Is the S&P 500 considered active then?

Not necessarily. Even though there is a committee actively screening and selecting the stocks that go into the index, the intention is slightly different from actively managed funds.

For the S&P 500 committee, they intend to screen for profitable companies that serve as a good representation of the U.S. stock market performance. 

Whereas for active fund managers, they filter and pick stocks to beat the S&P 500, if it was their benchmark.

So, it is not active in the traditional investing sense because they are not actively picking stocks for beating market returns. Neither is it a completely passive index because there are human decisions (often subjective) involved in selecting the constituents of the index.

An Index For The World’s Largest Economy

Whether the U.S. will continue to retain its economic superpower status is uncertain. But today, it is the undisputed biggest economy in the world with its growth outpacing Europe, Japan and other developed countries. Probably only China may overtake it one day in the future.

Much of the S&P 500 underlying success is due to the companies in the U.S. It boasts of the likes of Microsoft, Apple, Google, Amazon and Facebook. 

There was a famous example of Warren Buffett’s million-dollar bet pitting a low-cost index fund against hedge funds. Mr Seides accepted the challenge, and after ten years, we all knew how it went – the S&P 500 index fund trounced the five hand-picked hedge funds.  

Before we can celebrate this victory and start evangelizing passive investing to our active friends, let us take a more in-depth look into this bet.

Not an apples-to-apples comparison 

To be fair to Mr Seides, he took up this challenge at the worst possible time, and it was not an apples-to-apples comparison.

Mr Seides published his side of the story: Why I Lost My Bet With Warren Buffett. He alluded that high hedge fund fees were not his downfall – it was mainly global diversification that hurt his returns. He added that the MSCI All Country World Index had performed in line with the hedge funds during that period.

The S&P 500 is a strategy that is concentrated in the largest U.S.-listed stocks. Compared to more diversified, low-cost passive investments, the S&P 500 is biased toward U.S. stocks relative to global stocks and large companies relative to small ones. These two bets generated anomalously strong relative performance in this period. It was global diversification that hurt hedge fund returns more than fees.

= = = = = = =

*TASK A*.
Answer these questions about the S&P 500 passage:
(i) What does the S&P 500 committee intend to screen for?
(ii) Which U.S. companies are named as examples behind the index's success?
(iii) According to Mr Seides, which index performed in line with the hedge funds during the bet?
*TASK B*. Continue the S&P 500 passage from where it stops, keeping its tone.

*Stored data entries*.
= = = = = = =

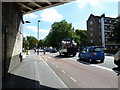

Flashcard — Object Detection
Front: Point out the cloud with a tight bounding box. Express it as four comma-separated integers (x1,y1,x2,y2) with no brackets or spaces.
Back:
23,33,29,37
40,8,62,22
24,13,38,19
76,0,119,8
26,26,50,33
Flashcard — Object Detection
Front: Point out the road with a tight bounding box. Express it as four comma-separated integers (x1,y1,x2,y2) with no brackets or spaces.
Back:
41,52,118,88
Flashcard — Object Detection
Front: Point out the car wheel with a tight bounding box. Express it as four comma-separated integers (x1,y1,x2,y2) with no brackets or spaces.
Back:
89,58,93,63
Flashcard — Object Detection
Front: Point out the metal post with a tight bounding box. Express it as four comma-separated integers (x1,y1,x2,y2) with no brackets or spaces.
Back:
37,20,40,55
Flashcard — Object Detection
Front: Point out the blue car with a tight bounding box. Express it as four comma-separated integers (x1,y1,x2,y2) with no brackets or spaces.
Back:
78,46,105,63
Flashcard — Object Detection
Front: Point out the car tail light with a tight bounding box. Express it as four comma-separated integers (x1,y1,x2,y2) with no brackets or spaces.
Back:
92,53,95,56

= = = = = = =

*REPLY A*.
(i) Profitable companies that serve as a good representation of U.S. stock market performance.
(ii) Microsoft, Apple, Google, Amazon and Facebook.
(iii) The MSCI All Country World Index.

*REPLY B*.
Mr Seides in Why I Lost My Bet With Warren Buffett

I am not saying that hedge funds are better than low-cost index funds. And I am not saying that high fees do not matter – they do.

What I am saying here is that the S&P 500 had generated abnormally better returns than the other world indices. 

MSCI World Index vs S&P 500


Because the S&P 500 had the top best companies in the world, and they happened to be in the U.S. 

The U.S is so massive that it constitutes 60% of the MSCI world index.

And if you look at the Dow Jones Industrial Average and the S&P 500, their performances are quite similar. But if you add the tech-heavy Nasdaq into the mix, you start to see the real reason behind the excellent returns – the big tech companies.

Tech might be the reason – Nasdaq (in yellow) did the best compared to the rest in the past 5 years


As Warren Buffett had recently said, believe in the magic of America because we will prevail, or something along those lines. Indeed, its stellar performance is nothing short of magical.

The S&P 500 is a shining example of it.

The S&P 500 is also not a completely passive index – it is curated by a small committee.

So, should we abandon our domestic market and flock to America? Only if we want to speculate and hope that Americans can make America great again.

So, should we also abandon passive investing in favour of active investing?

I still think it is best to diversify across all countries because you never know which country will emerge as the next superpower.

And it is still prudent to keep costs low by choosing passive investing over active investing in the long run.

But if you want to bet on a country index, bet on the S&P 500, not the Straits Times Index.